→ **Input**
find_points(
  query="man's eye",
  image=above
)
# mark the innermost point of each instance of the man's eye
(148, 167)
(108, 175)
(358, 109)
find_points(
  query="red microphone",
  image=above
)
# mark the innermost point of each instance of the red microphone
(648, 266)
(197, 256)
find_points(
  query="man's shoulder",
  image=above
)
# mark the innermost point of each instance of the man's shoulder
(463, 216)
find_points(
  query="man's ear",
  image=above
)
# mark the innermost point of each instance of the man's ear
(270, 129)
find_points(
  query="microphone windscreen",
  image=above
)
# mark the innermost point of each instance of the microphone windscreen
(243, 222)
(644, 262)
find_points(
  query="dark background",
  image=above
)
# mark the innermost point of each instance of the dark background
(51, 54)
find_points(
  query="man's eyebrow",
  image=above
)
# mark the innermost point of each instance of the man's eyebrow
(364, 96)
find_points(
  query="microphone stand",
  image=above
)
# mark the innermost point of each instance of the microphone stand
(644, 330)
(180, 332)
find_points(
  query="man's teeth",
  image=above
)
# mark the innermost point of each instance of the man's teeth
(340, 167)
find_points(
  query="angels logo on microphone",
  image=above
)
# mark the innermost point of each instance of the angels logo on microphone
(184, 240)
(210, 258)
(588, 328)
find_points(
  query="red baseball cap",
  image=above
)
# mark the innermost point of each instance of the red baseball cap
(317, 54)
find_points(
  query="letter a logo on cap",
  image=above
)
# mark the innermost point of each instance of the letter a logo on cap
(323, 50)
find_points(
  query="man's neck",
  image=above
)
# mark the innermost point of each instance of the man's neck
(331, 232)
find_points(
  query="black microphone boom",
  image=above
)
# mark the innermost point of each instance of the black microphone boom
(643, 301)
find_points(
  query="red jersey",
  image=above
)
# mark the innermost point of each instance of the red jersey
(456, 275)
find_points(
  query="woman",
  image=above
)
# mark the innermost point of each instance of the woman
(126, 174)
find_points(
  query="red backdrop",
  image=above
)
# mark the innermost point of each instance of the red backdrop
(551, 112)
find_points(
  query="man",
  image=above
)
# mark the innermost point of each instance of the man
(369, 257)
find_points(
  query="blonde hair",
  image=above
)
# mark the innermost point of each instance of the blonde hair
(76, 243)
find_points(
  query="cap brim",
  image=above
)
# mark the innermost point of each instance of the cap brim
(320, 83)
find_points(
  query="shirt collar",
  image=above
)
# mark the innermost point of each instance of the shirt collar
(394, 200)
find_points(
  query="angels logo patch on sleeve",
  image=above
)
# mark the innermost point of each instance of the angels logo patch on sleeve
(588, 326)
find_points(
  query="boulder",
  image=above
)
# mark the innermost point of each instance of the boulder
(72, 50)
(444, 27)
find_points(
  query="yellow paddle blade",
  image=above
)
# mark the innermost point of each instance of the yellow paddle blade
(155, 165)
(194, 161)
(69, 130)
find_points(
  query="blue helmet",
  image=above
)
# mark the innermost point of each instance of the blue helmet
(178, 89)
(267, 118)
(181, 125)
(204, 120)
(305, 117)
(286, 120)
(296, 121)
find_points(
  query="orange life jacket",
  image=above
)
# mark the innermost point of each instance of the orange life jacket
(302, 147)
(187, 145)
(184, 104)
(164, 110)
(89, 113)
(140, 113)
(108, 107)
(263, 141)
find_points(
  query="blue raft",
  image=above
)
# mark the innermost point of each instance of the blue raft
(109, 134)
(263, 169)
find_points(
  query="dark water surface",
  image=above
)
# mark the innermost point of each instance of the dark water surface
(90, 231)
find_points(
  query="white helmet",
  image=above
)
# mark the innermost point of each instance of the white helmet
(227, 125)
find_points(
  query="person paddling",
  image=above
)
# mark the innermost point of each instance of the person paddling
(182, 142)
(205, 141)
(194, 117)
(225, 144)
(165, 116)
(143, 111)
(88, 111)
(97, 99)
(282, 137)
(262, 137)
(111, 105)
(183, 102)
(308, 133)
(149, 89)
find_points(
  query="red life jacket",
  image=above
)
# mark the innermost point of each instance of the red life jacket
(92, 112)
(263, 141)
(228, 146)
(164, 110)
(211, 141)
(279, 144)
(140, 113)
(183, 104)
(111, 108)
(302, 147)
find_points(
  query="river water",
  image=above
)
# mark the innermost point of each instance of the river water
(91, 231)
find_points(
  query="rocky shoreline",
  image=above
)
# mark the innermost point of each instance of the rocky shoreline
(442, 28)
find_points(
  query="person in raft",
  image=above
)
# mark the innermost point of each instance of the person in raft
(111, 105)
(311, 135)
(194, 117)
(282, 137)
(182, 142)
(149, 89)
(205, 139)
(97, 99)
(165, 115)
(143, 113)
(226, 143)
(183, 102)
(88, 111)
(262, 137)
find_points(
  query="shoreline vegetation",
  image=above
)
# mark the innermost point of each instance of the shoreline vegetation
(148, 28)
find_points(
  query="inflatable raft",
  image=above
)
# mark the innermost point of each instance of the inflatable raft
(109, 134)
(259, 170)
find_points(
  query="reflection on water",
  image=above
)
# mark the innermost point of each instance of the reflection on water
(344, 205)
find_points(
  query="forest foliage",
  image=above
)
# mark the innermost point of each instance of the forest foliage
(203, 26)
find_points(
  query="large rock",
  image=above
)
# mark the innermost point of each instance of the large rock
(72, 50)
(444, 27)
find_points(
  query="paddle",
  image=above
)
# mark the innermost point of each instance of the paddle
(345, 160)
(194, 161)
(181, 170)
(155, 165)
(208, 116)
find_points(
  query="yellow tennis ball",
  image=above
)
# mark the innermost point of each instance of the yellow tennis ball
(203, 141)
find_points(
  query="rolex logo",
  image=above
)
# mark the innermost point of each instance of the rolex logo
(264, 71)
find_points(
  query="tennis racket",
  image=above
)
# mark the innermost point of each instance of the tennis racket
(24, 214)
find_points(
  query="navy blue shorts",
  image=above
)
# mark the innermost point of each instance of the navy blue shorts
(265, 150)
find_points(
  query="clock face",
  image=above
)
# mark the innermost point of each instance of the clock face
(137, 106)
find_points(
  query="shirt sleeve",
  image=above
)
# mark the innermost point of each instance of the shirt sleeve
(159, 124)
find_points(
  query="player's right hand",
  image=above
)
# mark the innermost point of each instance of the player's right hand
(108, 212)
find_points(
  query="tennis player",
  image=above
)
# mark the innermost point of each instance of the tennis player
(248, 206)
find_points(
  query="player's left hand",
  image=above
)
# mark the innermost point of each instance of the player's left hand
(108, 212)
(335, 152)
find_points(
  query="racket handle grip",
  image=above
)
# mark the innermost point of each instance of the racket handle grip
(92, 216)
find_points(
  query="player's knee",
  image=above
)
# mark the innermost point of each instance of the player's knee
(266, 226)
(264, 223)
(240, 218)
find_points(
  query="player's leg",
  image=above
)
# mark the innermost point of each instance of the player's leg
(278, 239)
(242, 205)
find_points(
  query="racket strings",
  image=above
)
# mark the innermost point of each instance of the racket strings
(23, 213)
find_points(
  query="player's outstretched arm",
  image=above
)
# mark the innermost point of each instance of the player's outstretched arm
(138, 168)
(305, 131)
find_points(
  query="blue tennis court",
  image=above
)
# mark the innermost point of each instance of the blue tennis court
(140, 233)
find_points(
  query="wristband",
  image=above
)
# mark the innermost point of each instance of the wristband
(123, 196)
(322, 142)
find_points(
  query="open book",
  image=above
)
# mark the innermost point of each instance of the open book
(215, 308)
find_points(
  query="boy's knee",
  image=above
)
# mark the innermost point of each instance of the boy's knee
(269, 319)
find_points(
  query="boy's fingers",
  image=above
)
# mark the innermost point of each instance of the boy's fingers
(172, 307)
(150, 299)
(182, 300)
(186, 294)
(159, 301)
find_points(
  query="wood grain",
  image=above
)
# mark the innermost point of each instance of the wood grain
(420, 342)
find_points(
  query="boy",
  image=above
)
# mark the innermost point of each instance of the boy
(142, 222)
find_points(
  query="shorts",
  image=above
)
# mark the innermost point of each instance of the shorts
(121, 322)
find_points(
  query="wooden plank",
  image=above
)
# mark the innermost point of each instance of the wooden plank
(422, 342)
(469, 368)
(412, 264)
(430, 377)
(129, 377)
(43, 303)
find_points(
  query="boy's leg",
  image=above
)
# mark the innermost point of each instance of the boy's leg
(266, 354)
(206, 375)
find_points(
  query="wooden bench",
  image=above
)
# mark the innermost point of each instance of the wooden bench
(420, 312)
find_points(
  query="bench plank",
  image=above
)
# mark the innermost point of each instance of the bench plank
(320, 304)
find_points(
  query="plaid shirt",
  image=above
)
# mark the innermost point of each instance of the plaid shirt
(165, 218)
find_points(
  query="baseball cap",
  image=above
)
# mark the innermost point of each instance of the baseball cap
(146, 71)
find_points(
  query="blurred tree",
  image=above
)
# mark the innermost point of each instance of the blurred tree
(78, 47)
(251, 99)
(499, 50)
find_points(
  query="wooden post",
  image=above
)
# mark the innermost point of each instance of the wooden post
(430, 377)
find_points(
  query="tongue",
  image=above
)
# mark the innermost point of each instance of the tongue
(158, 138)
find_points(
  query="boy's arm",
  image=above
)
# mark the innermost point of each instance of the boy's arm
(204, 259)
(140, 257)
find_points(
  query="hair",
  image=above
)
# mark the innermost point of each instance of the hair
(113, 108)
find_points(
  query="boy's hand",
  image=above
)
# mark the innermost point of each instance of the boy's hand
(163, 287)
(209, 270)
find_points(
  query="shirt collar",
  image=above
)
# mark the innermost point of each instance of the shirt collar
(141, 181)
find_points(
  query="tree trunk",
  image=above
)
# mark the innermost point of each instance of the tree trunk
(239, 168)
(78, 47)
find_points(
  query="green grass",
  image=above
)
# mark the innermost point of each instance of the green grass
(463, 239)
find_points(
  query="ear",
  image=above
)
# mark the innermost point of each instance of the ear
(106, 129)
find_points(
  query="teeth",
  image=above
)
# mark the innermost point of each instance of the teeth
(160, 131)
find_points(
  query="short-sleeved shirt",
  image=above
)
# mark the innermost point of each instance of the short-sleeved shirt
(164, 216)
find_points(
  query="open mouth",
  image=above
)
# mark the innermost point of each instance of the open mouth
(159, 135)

→ **Set task**
Which lines in the entries above contain the string "clock"? Pick out every one, treating uppercase and lowercase letters as distinct.

→ **Reply**
  query="clock face",
# mark the innermost point of each instance of the clock face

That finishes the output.